### PROBLEMS TO SOLVE
**1.** List each numbered figure in the passage on the cusp overlap technique, with what its caption says the figure shows.
**2.** In the passage on the cusp overlap technique, how many implanting physicians took part in the Latin American series, and from how many countries?
**3.** Summarize the passage on the cusp overlap technique in three sentences.

### PASSAGE FOR REVIEW
----

Figure 3. Location of the marker band at initial deployment. The marker band is placed at the mid position of the pigtail catheter that is positioned at the lowest portion of the noncoronary sinus (A). With retraction of the nitinol capsule, the inflow of the Evolut bioprosthesis advances to a 3-mm position below the annulus (B).

THE UPMC PINNACLE EXPERIENCE WITH CUSP OVERLAP

After starting with routine use of the cusp overlap technique in October 2015, we have observed a significant decline in the post-TAVR PPI rates at our institution, especially with the Medtronic CoreValve and Evolut platforms. In the Medtronic Low Risk trial, the rate of PPI 30-days post-TAVR was 17.4%,² with wide site-specific variability (Figure 4). Our single-center experience utilizing cusp overlap found that only one (1.5%) in 65 patients required permanent pacing. As the highest enrolling center in the Evolut low-risk trial, we attribute this difference to the comprehensive use of the cusp overlap technique at our institution.

Figure 4. Funnel plot of site-level variability of 30-day post-TAVR PPI rate in the Medtronic Low Risk trial. Each dot represents an enrolling center and UPMC Pinnacle had the highest enrollment with a PPI rate lower than 2 confidence intervals, using the cusp overlap technique for all TAVR deployments.

We have also analyzed our experience in 134 patients without antecedent PPI who underwent placement of the 34-mm Evolut R THV, which has been shown to be a predictor of PPI,¹¹ independent of membranous septum length.⁴ After preprocedural computed tomography (CT) planning to determine the optimal cusp overlap projection angle, we were able to achieve the projected cusp overlap gantry view on CT reconstruction in 88% of patients, and a near cusp overlap projection in the remaining patients. In this series, we obtained an effective 30-day PPI rate of 5.2%.¹¹ In addition, the new-onset left bundle branch block rate was 10.9%, below contemporary rates previously published.² When compared to previous studies (Figure 5),^4-9 we believe that the cusp overlap view contributed to the lower rate of PPI rates in our series. The Optimize PRO study (NCT04091048) will provide additional insights into the safety and efficacy of this method in a broader array of patients at multiple centers.

Figure 5. Rate of PPI in the UPMC Pinnacle 34-mm Evolut R series. Using the cusp overlap technique, the lowest reported rate of 30-day PPI with the 34-mm Evolut R was achieved.^4-9

PROCTORING EXPERIENCE IN ADOPTION OF CUSP OVERLAP

Prior to the adoption of the cusp overlap technique as the standard for Medtronic self-expanding THV deployment, we were able to teach the cusp overlap technique successfully to several international centers, including those in the United States. A focused didactic experience involving several Latin American centers was initiated in July 2018.¹² There were eight formal encounters with Latin American physicians, involving didactics through programmatic lecture, proctored and presented cases, as well as case observation at our institution. We analyzed the results of these experiences extending to October 2019.¹² Fourteen implanting physicians from seven countries performed consecutive procedures on 114 patients. Each physician implanted only 22.6 ± 10.9 THVs the previous year, with a lifetime experience of 129 ± 110 THVs. Of the 114 patients, 105 (92%) did not have a prior PPI. In this series, the in-hospital rate of new PPI post-THV was 5.7%. During the 30-day follow-up that included 85 patients, no additional patients required a new permanent pacemaker. These results suggest that the use of the cusp overlap in lower volume operators resulted in reduced rates of PPI and may be useful to potentially shorten the learning curve for this self-expanding bioprosthesis.

----

### DATA LISTING
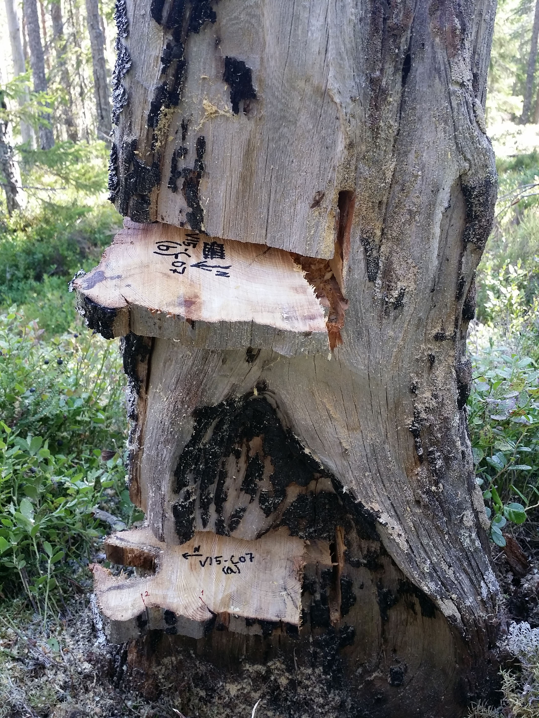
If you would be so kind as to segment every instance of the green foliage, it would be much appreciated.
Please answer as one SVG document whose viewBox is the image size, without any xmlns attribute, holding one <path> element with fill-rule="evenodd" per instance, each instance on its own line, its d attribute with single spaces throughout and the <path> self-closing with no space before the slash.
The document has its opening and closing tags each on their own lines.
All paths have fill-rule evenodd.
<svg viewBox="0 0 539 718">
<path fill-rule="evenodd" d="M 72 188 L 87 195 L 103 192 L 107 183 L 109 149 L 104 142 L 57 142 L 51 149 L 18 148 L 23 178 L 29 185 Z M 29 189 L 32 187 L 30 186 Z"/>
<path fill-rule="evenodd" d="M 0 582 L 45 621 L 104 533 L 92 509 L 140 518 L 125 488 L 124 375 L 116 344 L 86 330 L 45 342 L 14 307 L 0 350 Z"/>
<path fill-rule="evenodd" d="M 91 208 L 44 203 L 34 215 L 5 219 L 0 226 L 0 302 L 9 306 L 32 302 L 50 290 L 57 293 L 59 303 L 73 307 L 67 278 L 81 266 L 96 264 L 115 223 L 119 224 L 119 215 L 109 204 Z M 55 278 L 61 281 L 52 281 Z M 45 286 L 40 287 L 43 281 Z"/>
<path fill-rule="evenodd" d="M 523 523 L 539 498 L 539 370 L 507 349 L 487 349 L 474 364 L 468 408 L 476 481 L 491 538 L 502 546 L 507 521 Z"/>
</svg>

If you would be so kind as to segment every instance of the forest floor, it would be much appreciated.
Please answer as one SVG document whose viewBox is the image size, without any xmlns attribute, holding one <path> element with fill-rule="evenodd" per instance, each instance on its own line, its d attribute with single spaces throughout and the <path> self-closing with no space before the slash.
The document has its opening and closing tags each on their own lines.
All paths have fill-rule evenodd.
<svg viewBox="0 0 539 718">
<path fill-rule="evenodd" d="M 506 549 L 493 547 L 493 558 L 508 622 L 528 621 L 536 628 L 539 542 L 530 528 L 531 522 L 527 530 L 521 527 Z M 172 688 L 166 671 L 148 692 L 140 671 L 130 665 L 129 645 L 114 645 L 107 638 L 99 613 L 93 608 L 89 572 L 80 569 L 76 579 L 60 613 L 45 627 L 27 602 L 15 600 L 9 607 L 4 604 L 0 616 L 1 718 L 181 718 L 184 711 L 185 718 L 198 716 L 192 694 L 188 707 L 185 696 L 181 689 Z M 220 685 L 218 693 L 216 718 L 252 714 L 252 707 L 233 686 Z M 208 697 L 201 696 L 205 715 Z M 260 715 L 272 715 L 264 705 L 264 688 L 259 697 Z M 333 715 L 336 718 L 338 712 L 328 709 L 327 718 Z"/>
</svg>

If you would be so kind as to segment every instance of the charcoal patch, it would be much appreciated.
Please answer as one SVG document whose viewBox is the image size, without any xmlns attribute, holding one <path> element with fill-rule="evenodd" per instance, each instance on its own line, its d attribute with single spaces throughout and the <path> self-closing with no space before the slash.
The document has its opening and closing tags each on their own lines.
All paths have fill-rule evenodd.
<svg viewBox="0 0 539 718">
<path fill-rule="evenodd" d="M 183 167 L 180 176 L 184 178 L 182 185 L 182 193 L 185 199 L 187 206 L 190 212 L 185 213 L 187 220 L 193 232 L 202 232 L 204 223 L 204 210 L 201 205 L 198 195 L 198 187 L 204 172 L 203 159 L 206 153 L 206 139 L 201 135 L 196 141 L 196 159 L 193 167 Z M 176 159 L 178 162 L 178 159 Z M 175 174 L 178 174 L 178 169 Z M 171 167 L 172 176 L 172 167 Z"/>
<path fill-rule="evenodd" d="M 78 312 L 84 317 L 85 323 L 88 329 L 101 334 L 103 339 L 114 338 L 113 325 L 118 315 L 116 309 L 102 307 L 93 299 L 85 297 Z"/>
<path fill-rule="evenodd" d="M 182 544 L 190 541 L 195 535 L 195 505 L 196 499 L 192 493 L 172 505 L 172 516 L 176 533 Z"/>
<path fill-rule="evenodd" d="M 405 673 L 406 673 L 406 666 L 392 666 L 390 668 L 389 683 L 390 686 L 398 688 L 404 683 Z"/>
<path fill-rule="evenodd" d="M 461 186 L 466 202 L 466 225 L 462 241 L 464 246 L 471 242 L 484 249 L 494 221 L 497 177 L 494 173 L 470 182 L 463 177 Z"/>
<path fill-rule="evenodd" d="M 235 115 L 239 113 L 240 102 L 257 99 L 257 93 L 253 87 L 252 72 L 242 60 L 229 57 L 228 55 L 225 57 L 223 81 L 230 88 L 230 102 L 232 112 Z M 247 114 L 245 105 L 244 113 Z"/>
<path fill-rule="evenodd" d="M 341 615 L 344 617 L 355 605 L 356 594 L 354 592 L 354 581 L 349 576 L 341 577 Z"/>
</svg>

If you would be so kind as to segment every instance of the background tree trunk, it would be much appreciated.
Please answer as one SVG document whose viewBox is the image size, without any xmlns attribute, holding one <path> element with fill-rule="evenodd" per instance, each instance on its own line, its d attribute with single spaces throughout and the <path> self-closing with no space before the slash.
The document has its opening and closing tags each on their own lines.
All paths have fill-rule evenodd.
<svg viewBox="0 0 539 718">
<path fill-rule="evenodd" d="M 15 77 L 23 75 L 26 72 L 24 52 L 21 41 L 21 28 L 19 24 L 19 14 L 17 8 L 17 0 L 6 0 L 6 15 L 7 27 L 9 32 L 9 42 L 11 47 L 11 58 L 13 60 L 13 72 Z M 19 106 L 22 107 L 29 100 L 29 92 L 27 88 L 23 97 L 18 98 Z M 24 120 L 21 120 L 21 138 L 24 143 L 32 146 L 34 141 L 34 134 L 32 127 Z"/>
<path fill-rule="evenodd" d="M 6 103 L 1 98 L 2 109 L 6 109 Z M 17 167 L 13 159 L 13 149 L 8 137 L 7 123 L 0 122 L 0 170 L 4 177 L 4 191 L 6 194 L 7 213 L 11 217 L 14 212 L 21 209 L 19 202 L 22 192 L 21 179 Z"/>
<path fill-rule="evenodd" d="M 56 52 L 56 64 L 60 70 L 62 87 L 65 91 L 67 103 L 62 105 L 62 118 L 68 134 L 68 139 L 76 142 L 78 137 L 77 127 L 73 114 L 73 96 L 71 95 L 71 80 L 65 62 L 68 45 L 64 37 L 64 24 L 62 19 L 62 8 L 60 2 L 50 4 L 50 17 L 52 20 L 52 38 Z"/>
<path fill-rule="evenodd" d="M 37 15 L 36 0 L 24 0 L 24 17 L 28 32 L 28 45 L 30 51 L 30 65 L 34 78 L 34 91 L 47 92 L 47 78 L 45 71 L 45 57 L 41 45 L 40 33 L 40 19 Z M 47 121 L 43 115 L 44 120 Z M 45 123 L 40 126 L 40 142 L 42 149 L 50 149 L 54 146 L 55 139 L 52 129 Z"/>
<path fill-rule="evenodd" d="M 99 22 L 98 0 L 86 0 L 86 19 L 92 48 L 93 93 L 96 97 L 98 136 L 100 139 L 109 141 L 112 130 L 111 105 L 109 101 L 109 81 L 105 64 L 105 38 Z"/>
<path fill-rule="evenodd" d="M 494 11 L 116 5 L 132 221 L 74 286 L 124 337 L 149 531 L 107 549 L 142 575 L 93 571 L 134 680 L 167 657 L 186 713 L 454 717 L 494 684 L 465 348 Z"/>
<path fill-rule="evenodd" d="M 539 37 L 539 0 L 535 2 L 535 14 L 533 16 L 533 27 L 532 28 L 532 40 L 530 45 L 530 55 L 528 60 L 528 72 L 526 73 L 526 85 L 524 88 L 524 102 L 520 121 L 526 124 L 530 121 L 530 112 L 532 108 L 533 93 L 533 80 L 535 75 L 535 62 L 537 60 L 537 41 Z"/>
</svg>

----

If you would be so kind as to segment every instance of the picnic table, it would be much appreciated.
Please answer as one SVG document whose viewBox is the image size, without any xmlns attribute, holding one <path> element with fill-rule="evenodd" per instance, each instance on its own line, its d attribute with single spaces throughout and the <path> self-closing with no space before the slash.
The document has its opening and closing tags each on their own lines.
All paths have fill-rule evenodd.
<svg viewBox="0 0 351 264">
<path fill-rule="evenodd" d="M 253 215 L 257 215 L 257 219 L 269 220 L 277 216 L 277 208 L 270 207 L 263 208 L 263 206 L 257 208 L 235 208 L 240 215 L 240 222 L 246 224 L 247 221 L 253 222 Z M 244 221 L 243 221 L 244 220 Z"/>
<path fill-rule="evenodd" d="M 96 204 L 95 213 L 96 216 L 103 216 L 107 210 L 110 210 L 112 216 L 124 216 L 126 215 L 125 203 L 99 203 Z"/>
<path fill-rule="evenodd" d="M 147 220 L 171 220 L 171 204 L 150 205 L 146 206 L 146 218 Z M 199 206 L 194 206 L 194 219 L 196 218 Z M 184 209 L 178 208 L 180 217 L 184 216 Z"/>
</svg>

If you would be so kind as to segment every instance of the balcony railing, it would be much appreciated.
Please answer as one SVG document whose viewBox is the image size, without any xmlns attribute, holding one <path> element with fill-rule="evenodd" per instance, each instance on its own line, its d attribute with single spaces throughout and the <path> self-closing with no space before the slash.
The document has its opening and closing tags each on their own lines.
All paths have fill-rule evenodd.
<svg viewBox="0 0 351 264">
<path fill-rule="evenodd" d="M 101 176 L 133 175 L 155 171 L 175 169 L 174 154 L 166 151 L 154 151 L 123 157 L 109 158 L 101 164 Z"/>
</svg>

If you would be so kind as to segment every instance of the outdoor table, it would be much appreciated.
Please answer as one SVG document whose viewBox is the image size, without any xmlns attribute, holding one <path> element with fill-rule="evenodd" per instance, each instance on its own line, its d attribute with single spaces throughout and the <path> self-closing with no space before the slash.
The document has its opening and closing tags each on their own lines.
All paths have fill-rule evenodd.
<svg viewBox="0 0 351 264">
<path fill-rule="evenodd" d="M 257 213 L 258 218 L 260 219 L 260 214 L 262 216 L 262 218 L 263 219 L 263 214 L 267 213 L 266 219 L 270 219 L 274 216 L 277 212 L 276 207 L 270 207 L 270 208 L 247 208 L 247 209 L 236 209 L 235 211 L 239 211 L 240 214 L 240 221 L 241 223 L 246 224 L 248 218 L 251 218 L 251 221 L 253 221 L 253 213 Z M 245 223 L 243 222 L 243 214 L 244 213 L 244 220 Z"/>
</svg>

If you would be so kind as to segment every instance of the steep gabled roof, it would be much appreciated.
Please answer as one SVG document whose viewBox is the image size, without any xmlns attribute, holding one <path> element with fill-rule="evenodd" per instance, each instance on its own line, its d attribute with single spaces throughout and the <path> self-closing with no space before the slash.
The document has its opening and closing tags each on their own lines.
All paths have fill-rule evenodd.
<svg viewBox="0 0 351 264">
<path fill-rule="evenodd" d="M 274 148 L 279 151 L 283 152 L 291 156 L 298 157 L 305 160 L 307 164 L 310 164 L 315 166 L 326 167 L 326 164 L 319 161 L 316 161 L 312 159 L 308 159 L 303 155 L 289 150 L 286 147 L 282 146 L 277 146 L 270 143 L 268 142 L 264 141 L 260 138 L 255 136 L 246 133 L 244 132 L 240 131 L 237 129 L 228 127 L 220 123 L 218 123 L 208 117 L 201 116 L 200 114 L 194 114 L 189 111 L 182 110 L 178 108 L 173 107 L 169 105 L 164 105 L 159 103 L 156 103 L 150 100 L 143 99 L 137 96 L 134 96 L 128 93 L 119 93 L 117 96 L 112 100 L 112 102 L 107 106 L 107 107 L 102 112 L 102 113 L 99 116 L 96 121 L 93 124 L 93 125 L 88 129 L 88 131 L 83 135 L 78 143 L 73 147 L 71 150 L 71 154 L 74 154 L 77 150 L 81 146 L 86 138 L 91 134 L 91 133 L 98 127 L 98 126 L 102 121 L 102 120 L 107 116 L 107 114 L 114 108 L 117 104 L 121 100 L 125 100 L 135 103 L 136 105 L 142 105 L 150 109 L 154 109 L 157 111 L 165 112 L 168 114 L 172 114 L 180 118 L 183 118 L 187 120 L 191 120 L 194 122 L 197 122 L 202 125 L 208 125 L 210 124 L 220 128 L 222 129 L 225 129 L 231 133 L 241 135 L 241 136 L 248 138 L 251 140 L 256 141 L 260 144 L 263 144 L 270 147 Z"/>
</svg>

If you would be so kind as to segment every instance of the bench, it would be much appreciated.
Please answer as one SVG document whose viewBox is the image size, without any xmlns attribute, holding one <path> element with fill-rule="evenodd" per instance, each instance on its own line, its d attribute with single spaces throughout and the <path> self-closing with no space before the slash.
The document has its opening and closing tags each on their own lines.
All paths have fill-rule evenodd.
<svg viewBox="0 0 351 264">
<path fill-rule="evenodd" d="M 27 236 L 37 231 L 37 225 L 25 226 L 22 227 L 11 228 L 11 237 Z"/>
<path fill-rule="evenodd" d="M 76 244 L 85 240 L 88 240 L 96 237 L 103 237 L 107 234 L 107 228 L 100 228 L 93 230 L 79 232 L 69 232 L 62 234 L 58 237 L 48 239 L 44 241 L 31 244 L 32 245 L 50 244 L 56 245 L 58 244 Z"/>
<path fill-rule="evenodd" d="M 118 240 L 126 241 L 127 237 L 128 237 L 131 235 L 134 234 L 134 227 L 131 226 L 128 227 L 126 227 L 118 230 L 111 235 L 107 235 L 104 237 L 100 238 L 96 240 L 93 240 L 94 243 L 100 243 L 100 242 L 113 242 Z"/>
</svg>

----

### ANSWERS TO THE PROBLEMS
**1.**
- Figure 3: the location of the marker band at initial deployment.
- Figure 4: a funnel plot of site-level variability of the 30-day post-TAVR PPI rate in the Medtronic Low Risk trial.
- Figure 5: the rate of PPI in the UPMC Pinnacle 34-mm Evolut R series.

**2.** Fourteen implanting physicians from seven countries.

**3.** After adopting the cusp overlap technique routinely in October 2015, UPMC Pinnacle saw a significant decline in post-TAVR PPI rates, with only one of 65 patients needing permanent pacing, compared with 17.4% in the Medtronic Low Risk trial. In 134 patients receiving the 34-mm Evolut R THV, the center reached an effective 30-day PPI rate of 5.2% and a new-onset left bundle branch block rate of 10.9%. When the technique was taught to lower-volume operators at Latin American centers, the in-hospital rate of new PPI was 5.7%, which suggests the technique may help shorten the learning curve for this self-expanding bioprosthesis.